■ **Work to be completed**
In full and without alteration, give the listing again.

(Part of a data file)
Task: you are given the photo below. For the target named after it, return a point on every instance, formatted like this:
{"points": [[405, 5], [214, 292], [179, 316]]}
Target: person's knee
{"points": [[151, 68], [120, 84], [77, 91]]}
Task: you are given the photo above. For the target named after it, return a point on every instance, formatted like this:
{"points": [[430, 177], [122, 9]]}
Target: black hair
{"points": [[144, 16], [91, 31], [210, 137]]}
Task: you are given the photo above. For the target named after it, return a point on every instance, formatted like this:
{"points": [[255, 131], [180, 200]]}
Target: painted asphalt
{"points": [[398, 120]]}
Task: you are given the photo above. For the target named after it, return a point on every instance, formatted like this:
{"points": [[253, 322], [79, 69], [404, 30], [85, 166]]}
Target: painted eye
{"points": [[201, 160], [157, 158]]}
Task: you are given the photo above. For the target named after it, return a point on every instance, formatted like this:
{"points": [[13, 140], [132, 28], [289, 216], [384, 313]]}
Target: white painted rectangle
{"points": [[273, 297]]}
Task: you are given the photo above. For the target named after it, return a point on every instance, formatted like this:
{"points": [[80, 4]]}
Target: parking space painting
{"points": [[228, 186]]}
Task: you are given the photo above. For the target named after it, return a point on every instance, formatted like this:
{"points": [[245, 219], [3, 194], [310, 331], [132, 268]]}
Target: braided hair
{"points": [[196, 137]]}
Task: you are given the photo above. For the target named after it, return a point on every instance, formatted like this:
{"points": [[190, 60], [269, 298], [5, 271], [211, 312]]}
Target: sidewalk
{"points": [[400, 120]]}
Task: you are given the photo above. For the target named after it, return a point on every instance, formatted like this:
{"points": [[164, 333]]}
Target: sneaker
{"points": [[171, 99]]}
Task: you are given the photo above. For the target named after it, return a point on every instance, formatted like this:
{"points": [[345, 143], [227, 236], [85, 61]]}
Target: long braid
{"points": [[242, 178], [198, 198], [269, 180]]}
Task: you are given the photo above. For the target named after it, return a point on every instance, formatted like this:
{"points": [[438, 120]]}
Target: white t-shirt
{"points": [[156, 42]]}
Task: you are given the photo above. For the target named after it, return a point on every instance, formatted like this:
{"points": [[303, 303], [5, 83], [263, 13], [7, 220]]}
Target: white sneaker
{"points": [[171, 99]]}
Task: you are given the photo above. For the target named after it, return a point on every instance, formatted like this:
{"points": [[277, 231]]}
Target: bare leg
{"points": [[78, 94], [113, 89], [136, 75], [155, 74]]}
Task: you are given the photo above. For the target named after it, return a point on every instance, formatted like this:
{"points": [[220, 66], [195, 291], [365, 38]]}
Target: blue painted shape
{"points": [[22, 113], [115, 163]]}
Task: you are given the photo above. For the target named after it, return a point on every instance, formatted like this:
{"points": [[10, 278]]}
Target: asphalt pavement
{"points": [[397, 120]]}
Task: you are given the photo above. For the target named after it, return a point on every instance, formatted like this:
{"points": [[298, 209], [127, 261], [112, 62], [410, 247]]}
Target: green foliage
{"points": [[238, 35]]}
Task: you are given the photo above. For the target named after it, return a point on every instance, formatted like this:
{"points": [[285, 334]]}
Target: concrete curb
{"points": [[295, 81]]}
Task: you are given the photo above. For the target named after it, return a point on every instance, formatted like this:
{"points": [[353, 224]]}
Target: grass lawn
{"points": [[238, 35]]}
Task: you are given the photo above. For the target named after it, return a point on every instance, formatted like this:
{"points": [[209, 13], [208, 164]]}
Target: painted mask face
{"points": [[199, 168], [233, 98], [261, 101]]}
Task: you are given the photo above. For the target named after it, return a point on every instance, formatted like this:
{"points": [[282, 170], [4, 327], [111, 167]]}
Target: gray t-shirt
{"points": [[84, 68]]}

■ **The completed task**
Task: you are given the photo below. For the target named after it, return a point on every instance, formatted like this:
{"points": [[405, 5], [214, 292], [179, 316]]}
Target: person's knee
{"points": [[151, 68], [120, 84], [77, 91]]}
Task: you are given the photo above. For the target named after it, return a point on every instance, formatted like this:
{"points": [[430, 177], [122, 9]]}
Target: black hair
{"points": [[144, 16], [91, 31], [210, 137]]}
Task: you are given the photo above. For the target named after it, return a point on every instance, formatted like this:
{"points": [[255, 131], [180, 200]]}
Target: painted asphalt
{"points": [[398, 120]]}
Task: you are given the photo above. For the target named after it, return a point on every instance, formatted like this:
{"points": [[253, 322], [79, 69], [404, 30], [85, 166]]}
Target: painted eye
{"points": [[201, 160], [157, 158]]}
Task: you are given the photo above. For the target named after it, return a point on every instance, formatted like this:
{"points": [[13, 140], [132, 28], [289, 216], [384, 313]]}
Target: white painted rectangle
{"points": [[273, 297]]}
Task: you are given the photo above. For the target named after it, return a point on every instance, formatted like this:
{"points": [[80, 4]]}
Target: parking space painting
{"points": [[228, 186]]}
Task: you are given the photo above. For the target named after it, return a point on every instance, formatted like this:
{"points": [[245, 219], [3, 194], [310, 331], [132, 268]]}
Target: braided hair
{"points": [[196, 137]]}
Task: you are given the photo above. For the target named after it, return a point on every instance, formatted like this:
{"points": [[190, 60], [269, 298], [5, 271], [211, 312]]}
Target: sidewalk
{"points": [[400, 120]]}
Task: you are given the photo above. For the target named after it, return a point on every instance, formatted like this:
{"points": [[164, 333]]}
Target: sneaker
{"points": [[171, 99]]}
Task: you are given the photo above. For the target named after it, return a point on every instance, formatted like this:
{"points": [[345, 143], [227, 236], [85, 61]]}
Target: long braid
{"points": [[242, 178], [198, 198], [269, 180]]}
Task: you are given the photo above. For the target named after it, return a point on every instance, formatted like this:
{"points": [[438, 120]]}
Target: white t-shirt
{"points": [[156, 42]]}
Task: you are given the photo above. For the target named after it, return a point on every instance, formatted like this:
{"points": [[303, 303], [5, 83], [263, 13], [7, 220]]}
Target: white sneaker
{"points": [[171, 99]]}
Task: you are given the photo above. For the target named after it, return a point on every instance, formatted like this:
{"points": [[277, 231]]}
Target: bare leg
{"points": [[78, 94], [113, 89], [136, 75], [155, 74]]}
Task: you are given the photo above. For the target named after it, return a point on every instance, formatted like this:
{"points": [[220, 66], [195, 291], [365, 38]]}
Target: blue painted shape
{"points": [[22, 113], [115, 163]]}
Task: you are given the photo above. For the target named after it, return a point on every instance, formatted like this:
{"points": [[10, 278]]}
Target: asphalt pavement
{"points": [[397, 120]]}
Task: you are given the photo above. For the target named after it, return a point on every instance, formatted like this:
{"points": [[298, 209], [127, 261], [112, 62], [410, 247]]}
Target: green foliage
{"points": [[238, 35]]}
Task: you are given the photo above. For the target named after it, return a point on every instance, formatted like this:
{"points": [[285, 334]]}
Target: concrete curb
{"points": [[295, 81]]}
Task: you are given the photo above. For the target named after it, return a point on every instance, formatted like this:
{"points": [[353, 224]]}
Target: grass lawn
{"points": [[238, 35]]}
Task: you are given the photo above. For the target named after it, return a point on every instance, formatted like this:
{"points": [[209, 13], [208, 164]]}
Target: painted mask face
{"points": [[199, 168], [233, 98], [261, 101]]}
Task: you are given the photo above. For the target named after it, return a point on every instance, formatted like this:
{"points": [[282, 170], [4, 327], [111, 167]]}
Target: gray t-shirt
{"points": [[84, 68]]}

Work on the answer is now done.